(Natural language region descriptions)

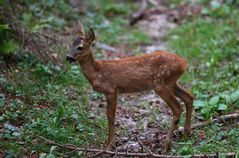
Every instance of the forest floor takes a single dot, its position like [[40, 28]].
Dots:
[[57, 103]]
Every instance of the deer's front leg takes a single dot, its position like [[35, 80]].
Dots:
[[111, 111]]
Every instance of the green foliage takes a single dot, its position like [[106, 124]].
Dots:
[[8, 44], [53, 104], [214, 79], [55, 12], [109, 19], [211, 139]]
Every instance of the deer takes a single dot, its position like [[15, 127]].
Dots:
[[158, 71]]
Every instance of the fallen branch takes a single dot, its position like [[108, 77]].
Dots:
[[107, 47], [125, 154], [220, 119]]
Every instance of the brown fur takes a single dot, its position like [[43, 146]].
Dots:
[[158, 71]]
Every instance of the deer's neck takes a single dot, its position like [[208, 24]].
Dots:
[[88, 66]]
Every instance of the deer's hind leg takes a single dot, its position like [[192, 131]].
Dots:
[[168, 96], [187, 98]]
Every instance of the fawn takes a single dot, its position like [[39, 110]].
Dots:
[[158, 71]]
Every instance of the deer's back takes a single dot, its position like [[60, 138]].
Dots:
[[143, 72]]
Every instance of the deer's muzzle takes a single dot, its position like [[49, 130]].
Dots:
[[70, 59]]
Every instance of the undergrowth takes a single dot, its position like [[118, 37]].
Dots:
[[210, 44]]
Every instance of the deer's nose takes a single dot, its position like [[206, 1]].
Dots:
[[70, 59]]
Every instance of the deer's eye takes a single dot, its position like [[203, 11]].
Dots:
[[79, 48]]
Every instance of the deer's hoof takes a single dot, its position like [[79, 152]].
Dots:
[[166, 147], [186, 134], [110, 147]]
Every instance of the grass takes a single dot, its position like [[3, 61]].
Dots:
[[211, 47], [52, 104], [53, 101]]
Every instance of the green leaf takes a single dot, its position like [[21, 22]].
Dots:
[[50, 156], [1, 102], [52, 149], [214, 100], [215, 5], [234, 96], [222, 107], [8, 47], [199, 103], [4, 27]]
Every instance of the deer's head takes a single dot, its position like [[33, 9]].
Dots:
[[81, 45]]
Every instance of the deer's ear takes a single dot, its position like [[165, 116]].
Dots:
[[79, 30], [90, 36]]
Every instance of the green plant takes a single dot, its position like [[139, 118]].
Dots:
[[8, 44]]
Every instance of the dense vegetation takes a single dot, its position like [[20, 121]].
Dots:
[[53, 101]]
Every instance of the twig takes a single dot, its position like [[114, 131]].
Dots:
[[125, 154], [220, 119]]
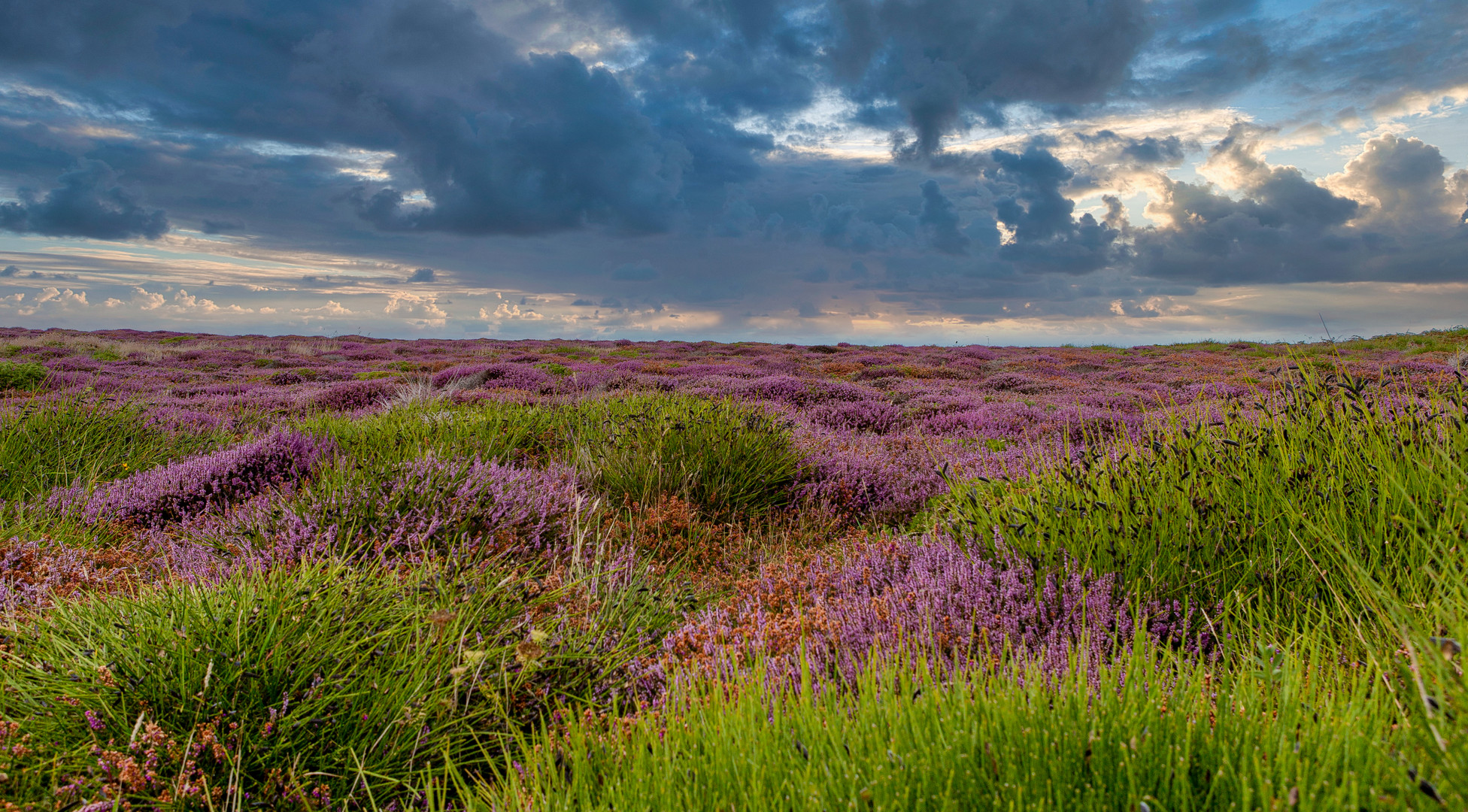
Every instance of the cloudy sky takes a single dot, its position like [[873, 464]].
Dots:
[[866, 171]]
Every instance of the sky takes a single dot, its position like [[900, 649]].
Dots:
[[793, 171]]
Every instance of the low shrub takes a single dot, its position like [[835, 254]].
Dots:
[[83, 444], [23, 376], [188, 488]]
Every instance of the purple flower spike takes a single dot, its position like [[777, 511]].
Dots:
[[212, 482]]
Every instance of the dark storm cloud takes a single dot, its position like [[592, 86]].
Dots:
[[87, 203], [940, 220], [492, 134], [945, 62], [499, 143]]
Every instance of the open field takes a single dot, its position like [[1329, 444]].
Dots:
[[305, 573]]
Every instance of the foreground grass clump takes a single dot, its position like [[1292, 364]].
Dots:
[[84, 442], [727, 459], [297, 686], [1289, 730], [1239, 513]]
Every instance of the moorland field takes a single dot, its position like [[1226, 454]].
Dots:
[[351, 573]]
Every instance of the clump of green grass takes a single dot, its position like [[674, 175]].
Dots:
[[69, 442], [26, 377], [1286, 730], [344, 682], [730, 460], [507, 432], [1238, 513]]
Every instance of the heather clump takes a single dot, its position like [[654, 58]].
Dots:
[[863, 477], [927, 598], [430, 504], [23, 376], [214, 482], [354, 395], [83, 442]]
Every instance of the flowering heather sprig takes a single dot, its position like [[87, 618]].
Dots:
[[865, 476], [188, 488], [919, 595], [430, 504]]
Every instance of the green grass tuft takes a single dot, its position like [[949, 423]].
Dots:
[[729, 460], [27, 377]]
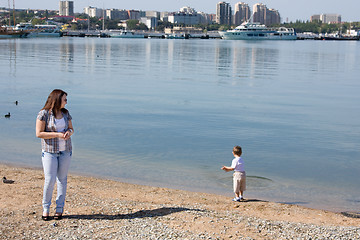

- Work required: Look through the entries. Copy out each line with "green" in it.

- Solution to the problem:
Every instance of the green foliage takes a single dot, its position like [[106, 124]].
Every instance of the green leaf takes a single dot, its position like [[21, 22]].
Every instance of the green plant takes a single dot, its position like [[139, 118]].
Every instance of the clump of green grass takes a single dot, its position like [[674, 175]].
Every instance of the green grass tuft takes a single dot, its position like [[949, 423]].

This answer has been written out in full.